# Can I just use human shampoo on Duncan??



## dotndani (Mar 19, 2007)

Would baby shampoo be OK?


----------



## DAJsMom (Oct 27, 2006)

I've used baby shampoo around Dusty's eyes and I haven't had any problem. I think there's been threads on this and some people use people shampoo and/or conditioner on their dogs. I wouldn't have a problem doing it occasionally anyway.


----------



## mckennasedona (Feb 20, 2007)

I've used baby shampoo on my girls, especially around their faces. Due to Ph differences, I'm not sure I'd use people shampoo all the time. I've used Panteen conditioner on them occassionally too. It does leave them nice and soft.

Susan


----------



## Lina (Apr 26, 2007)

I agree with Susan. I use Johnson's baby shampoo for Kubrick's face since it's tear free, but I wouldn't use it for his body regularly (unless it's one week on vacation or something) since the pH difference can really dry out their coats.


----------



## Havtahava (Aug 20, 2006)

Ditto to the pH differences. I think once in a while is OK, but I wouldn't recommend doing it on a regular basis. You can dry out their skin also.


----------



## JASHavanese (Apr 24, 2007)

dotndani said:


> Would baby shampoo be OK?


I have always used human products on my dogs and don't have dry coats or skin. Baby shampoo is great for around the eyes.

→ Provided information
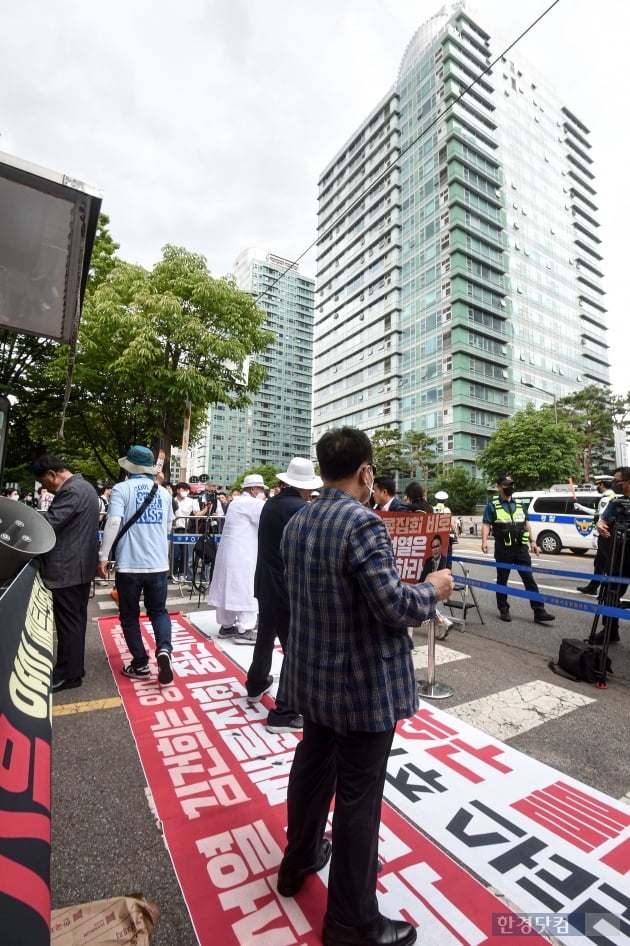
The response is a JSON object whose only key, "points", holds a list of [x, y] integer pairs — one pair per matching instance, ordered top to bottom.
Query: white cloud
{"points": [[207, 124]]}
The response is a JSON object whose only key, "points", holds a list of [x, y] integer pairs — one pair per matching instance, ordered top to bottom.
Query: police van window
{"points": [[551, 505]]}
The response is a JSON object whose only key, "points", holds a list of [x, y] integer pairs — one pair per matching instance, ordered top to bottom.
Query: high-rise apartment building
{"points": [[459, 270], [277, 425]]}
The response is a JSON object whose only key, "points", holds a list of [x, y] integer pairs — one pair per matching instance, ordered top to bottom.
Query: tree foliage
{"points": [[151, 341], [590, 413], [533, 448], [465, 492]]}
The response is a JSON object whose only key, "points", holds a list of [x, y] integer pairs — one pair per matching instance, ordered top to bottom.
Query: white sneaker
{"points": [[442, 627], [245, 637]]}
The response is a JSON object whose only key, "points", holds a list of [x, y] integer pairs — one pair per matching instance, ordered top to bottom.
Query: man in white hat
{"points": [[232, 586], [270, 587]]}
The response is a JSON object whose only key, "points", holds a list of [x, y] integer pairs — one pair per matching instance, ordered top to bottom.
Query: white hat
{"points": [[138, 460], [301, 474], [254, 479]]}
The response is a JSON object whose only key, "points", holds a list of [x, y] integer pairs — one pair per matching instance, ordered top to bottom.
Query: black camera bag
{"points": [[580, 660]]}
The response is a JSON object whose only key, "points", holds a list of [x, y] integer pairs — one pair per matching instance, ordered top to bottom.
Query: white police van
{"points": [[556, 523]]}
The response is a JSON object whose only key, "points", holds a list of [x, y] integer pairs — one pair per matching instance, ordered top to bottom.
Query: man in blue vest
{"points": [[512, 542]]}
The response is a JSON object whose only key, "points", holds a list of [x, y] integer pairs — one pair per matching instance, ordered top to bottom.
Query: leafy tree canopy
{"points": [[149, 342], [591, 413], [533, 448], [465, 492]]}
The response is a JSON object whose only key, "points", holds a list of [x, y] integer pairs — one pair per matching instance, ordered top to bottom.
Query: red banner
{"points": [[411, 535], [25, 736], [219, 780]]}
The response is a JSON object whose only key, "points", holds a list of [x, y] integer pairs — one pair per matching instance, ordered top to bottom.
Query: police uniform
{"points": [[511, 547]]}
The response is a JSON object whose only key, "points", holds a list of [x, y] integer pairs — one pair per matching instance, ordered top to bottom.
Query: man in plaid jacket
{"points": [[348, 670]]}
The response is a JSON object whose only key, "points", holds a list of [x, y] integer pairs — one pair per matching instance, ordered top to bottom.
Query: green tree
{"points": [[151, 341], [590, 413], [533, 448], [465, 492]]}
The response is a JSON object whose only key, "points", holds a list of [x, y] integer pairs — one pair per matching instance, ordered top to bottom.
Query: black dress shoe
{"points": [[543, 617], [68, 684], [290, 881], [383, 932]]}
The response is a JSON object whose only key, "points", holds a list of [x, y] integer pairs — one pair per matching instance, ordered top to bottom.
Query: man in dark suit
{"points": [[385, 495], [69, 568], [271, 590], [348, 670]]}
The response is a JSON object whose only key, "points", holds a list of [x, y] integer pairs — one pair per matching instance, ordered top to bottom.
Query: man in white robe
{"points": [[232, 587]]}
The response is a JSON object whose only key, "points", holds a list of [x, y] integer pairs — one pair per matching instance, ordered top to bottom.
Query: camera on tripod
{"points": [[622, 514]]}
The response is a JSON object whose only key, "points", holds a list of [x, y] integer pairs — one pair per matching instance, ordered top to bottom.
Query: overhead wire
{"points": [[411, 144]]}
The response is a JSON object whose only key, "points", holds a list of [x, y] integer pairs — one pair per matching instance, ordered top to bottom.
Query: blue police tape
{"points": [[558, 572], [572, 604]]}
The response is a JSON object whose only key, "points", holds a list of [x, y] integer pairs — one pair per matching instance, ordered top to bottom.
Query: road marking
{"points": [[88, 706], [509, 713]]}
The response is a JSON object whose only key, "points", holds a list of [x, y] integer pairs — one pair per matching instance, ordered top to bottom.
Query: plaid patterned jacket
{"points": [[348, 660]]}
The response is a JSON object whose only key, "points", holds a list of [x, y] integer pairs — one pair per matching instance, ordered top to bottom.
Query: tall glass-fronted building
{"points": [[459, 269], [277, 425]]}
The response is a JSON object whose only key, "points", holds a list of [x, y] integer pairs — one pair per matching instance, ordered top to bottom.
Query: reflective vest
{"points": [[509, 527]]}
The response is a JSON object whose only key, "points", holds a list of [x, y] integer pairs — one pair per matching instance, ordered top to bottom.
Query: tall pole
{"points": [[183, 466]]}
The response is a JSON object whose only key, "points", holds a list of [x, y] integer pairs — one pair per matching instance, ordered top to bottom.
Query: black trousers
{"points": [[515, 555], [602, 556], [70, 613], [273, 621], [351, 767]]}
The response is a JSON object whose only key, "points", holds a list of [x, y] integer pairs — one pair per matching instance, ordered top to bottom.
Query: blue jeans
{"points": [[180, 555], [130, 586]]}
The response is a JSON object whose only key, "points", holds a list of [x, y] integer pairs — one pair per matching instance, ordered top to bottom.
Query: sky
{"points": [[208, 123]]}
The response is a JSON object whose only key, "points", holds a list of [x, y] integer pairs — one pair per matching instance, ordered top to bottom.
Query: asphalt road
{"points": [[107, 842]]}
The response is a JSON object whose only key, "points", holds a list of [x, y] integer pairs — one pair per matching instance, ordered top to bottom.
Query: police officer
{"points": [[606, 493], [512, 541]]}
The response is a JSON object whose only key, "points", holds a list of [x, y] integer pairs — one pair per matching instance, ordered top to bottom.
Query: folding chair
{"points": [[466, 599]]}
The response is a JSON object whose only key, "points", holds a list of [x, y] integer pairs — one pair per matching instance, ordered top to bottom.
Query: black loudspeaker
{"points": [[24, 533]]}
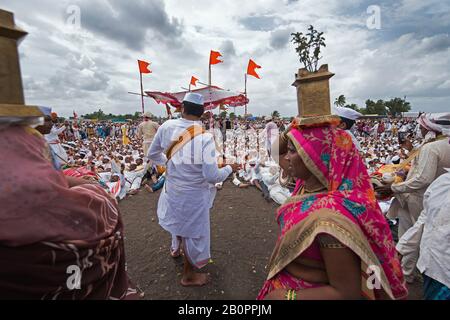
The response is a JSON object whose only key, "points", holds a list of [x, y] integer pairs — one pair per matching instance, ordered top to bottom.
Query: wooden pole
{"points": [[209, 76], [245, 92]]}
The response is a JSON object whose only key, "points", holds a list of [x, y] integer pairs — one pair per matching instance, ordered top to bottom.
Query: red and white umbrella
{"points": [[212, 95]]}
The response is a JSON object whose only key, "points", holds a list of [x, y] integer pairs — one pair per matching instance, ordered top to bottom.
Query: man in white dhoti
{"points": [[147, 131], [272, 132], [54, 142], [430, 163], [183, 208], [433, 223]]}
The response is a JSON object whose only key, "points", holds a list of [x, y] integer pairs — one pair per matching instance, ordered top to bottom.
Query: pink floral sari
{"points": [[348, 211], [56, 242]]}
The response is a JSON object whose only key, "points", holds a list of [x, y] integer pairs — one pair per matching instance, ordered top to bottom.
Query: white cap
{"points": [[194, 98], [46, 111], [346, 113]]}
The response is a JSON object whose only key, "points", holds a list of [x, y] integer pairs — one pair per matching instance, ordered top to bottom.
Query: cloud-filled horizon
{"points": [[93, 65]]}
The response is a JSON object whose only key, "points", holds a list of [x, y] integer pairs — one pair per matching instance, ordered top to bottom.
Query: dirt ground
{"points": [[243, 234]]}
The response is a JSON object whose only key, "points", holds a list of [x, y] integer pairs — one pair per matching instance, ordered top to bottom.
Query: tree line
{"points": [[393, 107]]}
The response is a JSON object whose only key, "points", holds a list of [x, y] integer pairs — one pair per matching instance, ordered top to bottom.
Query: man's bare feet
{"points": [[148, 188], [196, 280]]}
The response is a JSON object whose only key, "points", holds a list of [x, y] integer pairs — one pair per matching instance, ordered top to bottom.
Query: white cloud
{"points": [[96, 66]]}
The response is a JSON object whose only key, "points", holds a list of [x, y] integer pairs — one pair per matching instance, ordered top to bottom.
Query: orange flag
{"points": [[214, 57], [143, 66], [251, 69], [194, 81]]}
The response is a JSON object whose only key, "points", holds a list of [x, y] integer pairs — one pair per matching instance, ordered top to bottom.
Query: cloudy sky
{"points": [[93, 65]]}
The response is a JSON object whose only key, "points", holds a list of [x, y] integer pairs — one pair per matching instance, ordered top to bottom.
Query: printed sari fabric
{"points": [[347, 210], [56, 242]]}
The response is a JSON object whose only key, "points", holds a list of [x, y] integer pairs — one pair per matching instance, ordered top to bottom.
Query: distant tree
{"points": [[340, 101], [397, 105], [372, 107], [275, 114]]}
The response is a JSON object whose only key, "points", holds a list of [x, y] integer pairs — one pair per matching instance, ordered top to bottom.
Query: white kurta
{"points": [[430, 164], [184, 203], [430, 235]]}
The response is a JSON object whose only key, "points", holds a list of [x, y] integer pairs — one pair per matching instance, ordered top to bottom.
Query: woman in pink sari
{"points": [[56, 241], [334, 242]]}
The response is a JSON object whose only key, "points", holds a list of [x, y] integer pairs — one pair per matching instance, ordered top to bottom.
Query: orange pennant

→ Required work
1. Extract each line of the entries that contains the string "road", treating uppercase and lowercase as different.
2. Write the next part of the forum thread about using human shampoo on dogs, picking up after its final post.

→ Answers to each task
1.
Query: road marking
Query: asphalt road

2.
----------



## Thumper (Feb 18, 2007)

I use human products on Gucci and her skin is NOT dry at all, I did watch her very closely when I'd try a new product for any itching or reaction, but we've had great success with them. Personally, I like them better than products marketed to dogs, they smell better and seem to soften more.

I use Baby shampoo for spot baths, eyes, butt, feet...all the time. And just put a little conditioner on it afterwards to air dry out.

I do think some dogs have 'sensitive skin', so watch closely for any reaction and/or drying out. I think climate could also attribute to that too, though..IMO.

Kara


----------



## dotndani (Mar 19, 2007)

Thank you everyone for your responses!


----------



## Melissa Miller (Aug 2, 2006)

Joan, ( my guys breeder) uses Herbal Essences. It really is good. Maybe switch them out w/ pet shampoos.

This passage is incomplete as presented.